*EXCERPTED DATA*.

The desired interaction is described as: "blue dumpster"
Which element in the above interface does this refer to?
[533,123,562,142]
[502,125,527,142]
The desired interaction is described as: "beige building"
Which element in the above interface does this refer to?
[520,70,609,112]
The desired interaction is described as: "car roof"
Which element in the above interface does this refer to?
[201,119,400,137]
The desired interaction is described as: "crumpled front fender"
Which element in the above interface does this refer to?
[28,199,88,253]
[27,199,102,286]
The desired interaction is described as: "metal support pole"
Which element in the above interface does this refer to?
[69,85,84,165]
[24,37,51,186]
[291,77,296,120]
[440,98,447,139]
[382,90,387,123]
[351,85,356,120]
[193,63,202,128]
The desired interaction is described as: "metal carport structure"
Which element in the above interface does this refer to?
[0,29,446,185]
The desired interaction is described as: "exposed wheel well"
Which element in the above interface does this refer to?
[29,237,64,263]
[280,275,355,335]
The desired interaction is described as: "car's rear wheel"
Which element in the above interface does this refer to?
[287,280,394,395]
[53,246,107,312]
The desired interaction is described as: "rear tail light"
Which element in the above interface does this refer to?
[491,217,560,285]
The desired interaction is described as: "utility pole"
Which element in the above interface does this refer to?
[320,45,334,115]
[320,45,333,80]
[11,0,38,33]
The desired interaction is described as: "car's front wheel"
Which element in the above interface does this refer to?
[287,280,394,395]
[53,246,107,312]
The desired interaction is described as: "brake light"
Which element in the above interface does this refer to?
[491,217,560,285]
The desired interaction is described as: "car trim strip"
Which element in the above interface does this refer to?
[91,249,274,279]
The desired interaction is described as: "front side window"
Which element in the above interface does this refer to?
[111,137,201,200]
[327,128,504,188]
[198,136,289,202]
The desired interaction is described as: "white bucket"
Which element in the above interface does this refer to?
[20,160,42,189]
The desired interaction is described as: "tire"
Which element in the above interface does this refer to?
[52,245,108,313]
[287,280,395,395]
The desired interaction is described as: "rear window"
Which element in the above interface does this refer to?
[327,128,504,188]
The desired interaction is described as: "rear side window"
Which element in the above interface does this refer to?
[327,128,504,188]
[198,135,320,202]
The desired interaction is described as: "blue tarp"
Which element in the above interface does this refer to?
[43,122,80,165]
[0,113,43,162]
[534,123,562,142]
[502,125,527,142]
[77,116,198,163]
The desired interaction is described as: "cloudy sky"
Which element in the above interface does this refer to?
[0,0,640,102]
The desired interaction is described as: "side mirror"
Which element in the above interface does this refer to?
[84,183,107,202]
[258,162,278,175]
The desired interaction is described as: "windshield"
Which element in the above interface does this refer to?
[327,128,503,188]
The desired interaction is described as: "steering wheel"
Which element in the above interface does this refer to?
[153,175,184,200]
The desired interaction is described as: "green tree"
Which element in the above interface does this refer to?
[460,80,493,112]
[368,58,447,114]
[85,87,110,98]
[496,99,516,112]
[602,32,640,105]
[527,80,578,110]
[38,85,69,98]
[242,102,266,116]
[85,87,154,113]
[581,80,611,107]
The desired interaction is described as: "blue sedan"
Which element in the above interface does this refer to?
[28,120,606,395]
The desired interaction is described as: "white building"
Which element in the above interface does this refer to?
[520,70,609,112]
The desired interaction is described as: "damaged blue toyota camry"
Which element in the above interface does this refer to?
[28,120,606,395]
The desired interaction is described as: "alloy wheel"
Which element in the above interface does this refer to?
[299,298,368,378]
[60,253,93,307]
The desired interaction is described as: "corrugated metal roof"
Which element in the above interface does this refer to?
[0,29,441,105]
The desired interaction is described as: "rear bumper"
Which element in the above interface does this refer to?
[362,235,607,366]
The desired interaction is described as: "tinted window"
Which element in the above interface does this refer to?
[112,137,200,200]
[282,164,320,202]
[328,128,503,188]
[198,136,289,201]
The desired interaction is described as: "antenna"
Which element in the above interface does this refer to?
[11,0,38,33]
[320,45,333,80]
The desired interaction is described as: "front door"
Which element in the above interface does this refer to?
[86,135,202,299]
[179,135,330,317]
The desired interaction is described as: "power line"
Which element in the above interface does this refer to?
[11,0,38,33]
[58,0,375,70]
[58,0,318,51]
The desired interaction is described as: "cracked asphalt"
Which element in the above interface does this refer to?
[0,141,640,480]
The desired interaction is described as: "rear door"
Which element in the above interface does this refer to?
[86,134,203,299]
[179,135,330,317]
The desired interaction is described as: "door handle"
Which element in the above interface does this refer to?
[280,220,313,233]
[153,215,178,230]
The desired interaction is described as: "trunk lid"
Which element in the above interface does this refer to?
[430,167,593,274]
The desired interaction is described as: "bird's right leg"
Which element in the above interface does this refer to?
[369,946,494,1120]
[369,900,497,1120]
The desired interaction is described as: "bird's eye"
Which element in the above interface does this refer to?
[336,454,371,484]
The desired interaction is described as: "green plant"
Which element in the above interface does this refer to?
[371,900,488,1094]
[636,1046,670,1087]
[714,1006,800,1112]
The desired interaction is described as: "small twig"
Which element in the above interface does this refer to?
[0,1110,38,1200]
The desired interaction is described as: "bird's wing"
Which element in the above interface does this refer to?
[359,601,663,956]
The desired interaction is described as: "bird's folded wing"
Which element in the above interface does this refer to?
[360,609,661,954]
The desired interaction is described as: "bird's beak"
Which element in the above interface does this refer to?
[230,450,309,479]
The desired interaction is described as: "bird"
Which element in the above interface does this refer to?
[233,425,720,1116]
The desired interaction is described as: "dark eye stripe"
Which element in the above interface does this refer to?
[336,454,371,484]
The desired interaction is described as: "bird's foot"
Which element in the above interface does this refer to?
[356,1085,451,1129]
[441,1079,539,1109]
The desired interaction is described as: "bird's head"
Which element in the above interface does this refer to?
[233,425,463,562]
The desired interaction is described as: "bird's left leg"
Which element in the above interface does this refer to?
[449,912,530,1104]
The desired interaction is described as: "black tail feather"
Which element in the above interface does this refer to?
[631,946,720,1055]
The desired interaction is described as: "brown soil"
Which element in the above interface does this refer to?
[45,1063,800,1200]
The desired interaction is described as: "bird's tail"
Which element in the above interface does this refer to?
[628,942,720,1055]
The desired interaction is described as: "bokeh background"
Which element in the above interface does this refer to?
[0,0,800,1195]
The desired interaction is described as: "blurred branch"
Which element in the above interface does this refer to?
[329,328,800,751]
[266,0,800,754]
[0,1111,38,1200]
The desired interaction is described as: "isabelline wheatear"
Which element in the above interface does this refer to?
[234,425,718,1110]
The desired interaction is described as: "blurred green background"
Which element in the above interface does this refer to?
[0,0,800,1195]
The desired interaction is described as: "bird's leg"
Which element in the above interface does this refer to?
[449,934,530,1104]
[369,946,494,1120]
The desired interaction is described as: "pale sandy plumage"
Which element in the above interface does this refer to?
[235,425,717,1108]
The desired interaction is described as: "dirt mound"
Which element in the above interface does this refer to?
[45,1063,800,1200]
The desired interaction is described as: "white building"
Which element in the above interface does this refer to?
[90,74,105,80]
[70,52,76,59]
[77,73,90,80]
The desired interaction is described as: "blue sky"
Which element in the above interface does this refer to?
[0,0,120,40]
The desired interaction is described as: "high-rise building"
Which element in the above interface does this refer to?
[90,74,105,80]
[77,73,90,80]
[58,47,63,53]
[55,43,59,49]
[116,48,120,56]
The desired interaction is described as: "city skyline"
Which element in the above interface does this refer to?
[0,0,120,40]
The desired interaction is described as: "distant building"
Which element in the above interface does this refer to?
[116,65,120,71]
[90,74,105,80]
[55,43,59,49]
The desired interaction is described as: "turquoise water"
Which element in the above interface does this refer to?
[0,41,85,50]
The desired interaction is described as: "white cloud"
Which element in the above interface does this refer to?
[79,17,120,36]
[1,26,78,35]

*WHAT IS EXPECTED*. Reproduce all of the items above word for word, keeping every line unchanged and in its original order.

*FULL RESPONSE*.
The desired interaction is described as: "blue dumpster"
Which element in the above interface does this refer to?
[533,123,562,142]
[502,125,527,142]
The desired interaction is described as: "beige building"
Which element in the above interface does this refer to?
[520,70,609,112]
The desired interaction is described as: "car roof"
Which element in the above interface does this refer to?
[201,119,400,137]
The desired interaction is described as: "crumpled front fender"
Which element in the above interface does this refer to?
[28,199,88,253]
[27,199,102,286]
The desired interaction is described as: "metal support pole"
Which element in the above interface does this refer to?
[69,85,84,165]
[24,37,51,186]
[291,77,296,120]
[440,98,447,139]
[382,90,387,123]
[351,85,356,120]
[193,63,202,128]
The desired interaction is described as: "metal carport structure"
Which element in the above interface does this refer to?
[0,29,446,185]
The desired interaction is described as: "exposed wheel well"
Which element in the above interface does this refer to?
[29,237,64,263]
[280,275,355,335]
The desired interaction is described as: "car's rear wheel"
Which element in the above interface does this refer to?
[287,280,394,395]
[53,246,107,312]
The desired interaction is described as: "rear tail light"
Which element in the above interface does this refer to?
[491,217,560,285]
The desired interaction is described as: "utility pole"
Which element in the above interface does this refer to?
[320,45,334,115]
[320,45,333,80]
[11,0,38,33]
The desired interaction is described as: "car's front wheel"
Which element in the above interface does this refer to?
[287,280,394,395]
[53,246,107,312]
The desired interaction is described as: "brake light"
Which element in the above interface does this refer to?
[491,217,560,285]
The desired interaction is described as: "car trim strip"
Which element in the above interface does this refer to?
[91,249,274,279]
The desired interaction is described as: "front side window"
Which element in the above interface does this refer to?
[111,137,201,200]
[327,128,504,188]
[198,136,289,202]
The desired interaction is described as: "white bucket"
Which element in the above interface does this refer to?
[20,160,42,189]
The desired interaction is described as: "tire"
Which element in the above interface does this refer to?
[52,245,108,313]
[287,280,395,395]
The desired interaction is described as: "rear window"
Which element in the above interface does this refer to?
[327,128,504,188]
The desired interaction is described as: "rear side window"
Which element in the above interface does this refer to?
[327,128,504,188]
[198,135,320,202]
The desired interaction is described as: "blue tarp"
Which element in the above interface does this refer to?
[43,122,80,165]
[0,113,43,162]
[534,123,562,142]
[502,125,527,142]
[77,116,198,163]
The desired interaction is described as: "cloudy sky"
Which element in the above interface does this refer to?
[0,0,640,102]
The desired interaction is described as: "side mirror"
Which element in the above interface does this refer to?
[84,183,107,202]
[258,162,278,175]
The desired interaction is described as: "windshield"
Which element in the above interface does this refer to?
[327,128,503,188]
The desired interaction is described as: "steering wheel"
Which element in the above interface does this refer to?
[153,175,184,200]
The desired interaction is described as: "green tree"
Which element in the above interface does this refer to?
[460,80,493,112]
[368,58,447,114]
[85,87,110,98]
[496,99,516,112]
[602,32,640,105]
[527,80,578,110]
[38,85,69,98]
[242,102,266,116]
[85,87,154,113]
[581,80,611,107]
The desired interaction is described as: "blue sedan"
Which element in the above interface does this refer to?
[28,120,606,395]
The desired interaction is described as: "white building"
Which element in the above interface does this refer to?
[520,70,609,112]
The desired interaction is described as: "damaged blue toyota camry"
Which element in the above interface does this refer to?
[28,120,606,395]
The desired interaction is described as: "alloy wheel"
Which element in the above interface does this refer to?
[299,298,368,378]
[60,253,93,307]
The desired interaction is described as: "corrugated metal roof"
Which element in the above interface does this refer to?
[0,29,441,105]
The desired interaction is described as: "rear bumper"
Which element in the above interface does this refer to?
[362,235,607,366]
The desired interaction is described as: "tinted window"
Which element in the above interface does this refer to?
[112,137,200,200]
[282,164,320,202]
[328,128,503,188]
[198,136,289,201]
The desired interaction is described as: "antenna"
Which element in the above interface does this refer to?
[11,0,38,33]
[320,45,333,80]
The desired interaction is described as: "front door"
Which element in the above interface does this refer to?
[86,135,202,299]
[179,135,330,317]
The desired interaction is described as: "power line"
Which element in the above interface does this refer to?
[11,0,38,33]
[58,0,375,70]
[58,0,318,51]
The desired interaction is described as: "cracked asphalt"
Which element in the above interface does this refer to?
[0,141,640,480]
The desired interaction is described as: "rear door"
Which element in the above interface does this refer to?
[86,134,203,299]
[179,135,330,317]
The desired interaction is described as: "door handle"
Which element in the above interface does this refer to?
[280,220,313,233]
[153,215,178,230]
The desired interaction is described as: "trunk lid"
Which element in the above interface does this refer to?
[430,167,593,274]
The desired interaction is described as: "bird's right leg"
Which element in the above interface does this refer to?
[369,946,494,1120]
[369,900,497,1120]
The desired interaction is described as: "bird's eye"
Which element in the above interface does this refer to?
[336,454,371,484]
The desired interaction is described as: "green plant"
Which element in the above interface does this refer to?
[371,900,488,1094]
[636,1046,670,1087]
[714,1006,800,1112]
The desired interaction is described as: "small twig"
Which element in the above interface does this refer to?
[0,1110,38,1200]
The desired interaction is described as: "bird's wing"
Which element in the above interface does this refer to?
[359,601,663,956]
The desired interaction is described as: "bird's folded wing"
Which element in the above interface does this refer to?
[360,609,661,954]
The desired interaction is described as: "bird's beak"
Which element in the above interface does this refer to?
[230,450,309,479]
The desired interaction is described as: "bird"
Which element in the above interface does this refer to?
[233,425,720,1116]
The desired interaction is described as: "dark eye stripe"
Which element in the above interface does this refer to?
[336,454,371,484]
The desired interaction is described as: "bird's foot"
Which element in the above interface does this refer to?
[356,1085,451,1129]
[441,1079,539,1109]
The desired interaction is described as: "bird's head"
Which element in the above interface does this refer to?
[233,425,463,562]
The desired interaction is described as: "bird's left leg"
Which element in the above interface does this refer to?
[449,912,530,1104]
The desired interaction is described as: "black tail feather"
Which element in the above interface does this refer to?
[631,946,720,1055]
The desired interaction is described as: "brown soil"
Which element in the above interface does this refer to?
[45,1063,800,1200]
The desired interaction is described as: "bird's tail"
Which element in the above interface does this refer to?
[628,942,720,1055]
The desired interaction is described as: "bokeh background"
Which element in the above interface does this refer to?
[0,0,800,1195]
The desired interaction is described as: "blurred branch"
Which element in the above interface does this refer to?
[329,328,800,751]
[266,0,800,754]
[0,1111,38,1200]
The desired interaction is described as: "isabelline wheatear"
Which element in the above interface does this refer to?
[234,425,718,1110]
The desired interaction is described as: "blurred green background"
Which element in the above interface does this refer to?
[0,0,800,1195]
The desired interaction is described as: "bird's leg"
Which element in the above interface does this refer to?
[449,934,530,1104]
[369,946,494,1120]
The desired interaction is described as: "pale sandy plumage"
Which element in the above interface does this refer to?
[235,425,717,1108]
The desired interaction is described as: "dirt mound"
Which element in the above interface does this refer to?
[45,1063,800,1200]
The desired interaction is described as: "white building"
Which element in the above interface does this refer to?
[90,74,105,80]
[70,52,76,59]
[77,73,90,80]
The desired interaction is described as: "blue sky"
Which element in the above interface does this refer to?
[0,0,120,40]
The desired interaction is described as: "high-rise building"
Which element in the above interface does this refer to?
[90,74,105,80]
[77,73,90,80]
[58,47,63,53]
[55,43,59,49]
[116,48,120,56]
The desired interaction is described as: "city skyline"
Which element in the above interface does this refer to?
[0,0,120,40]
The desired interaction is described as: "distant building"
Which element in the above interface does this refer to?
[116,65,120,71]
[90,74,105,80]
[55,43,59,49]
The desired interaction is described as: "turquoise water"
Which element in the above interface does this refer to?
[0,41,85,50]
The desired interaction is described as: "white cloud"
Which element in the above interface does this refer to?
[79,17,120,36]
[1,26,78,35]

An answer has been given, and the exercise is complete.